▶ **What is asked**
Please render the rows below as one numbered list with the blank lines dropped, and leave the pictures out.

▶ **Extracted records**

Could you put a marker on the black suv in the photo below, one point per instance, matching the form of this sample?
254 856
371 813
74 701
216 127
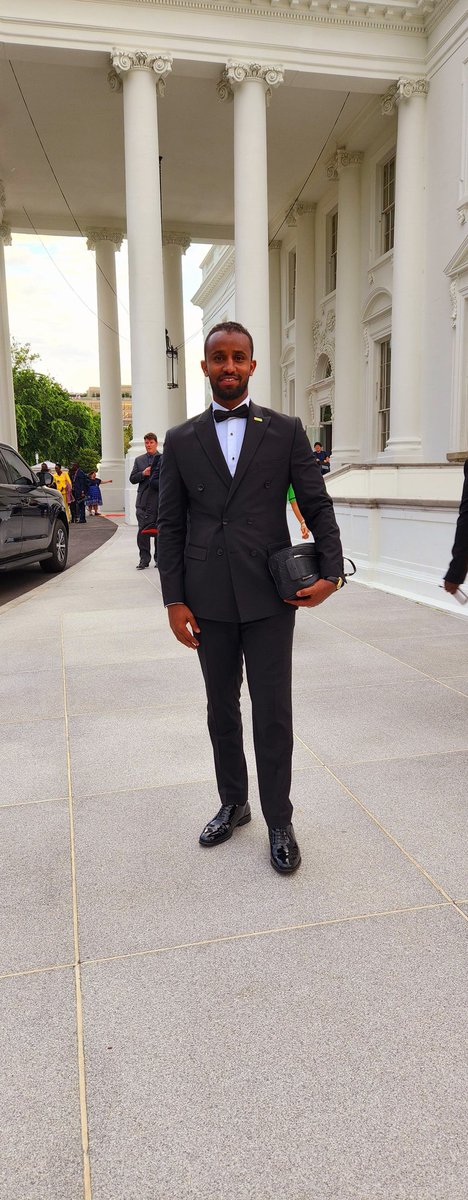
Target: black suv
34 526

▶ **Written answer**
1. Could you put a marker on the black suv in the photo below, one point per instance, matching the form of this sample?
2. 254 856
3. 371 813
4. 74 701
5. 216 127
6. Target: black suv
7. 34 526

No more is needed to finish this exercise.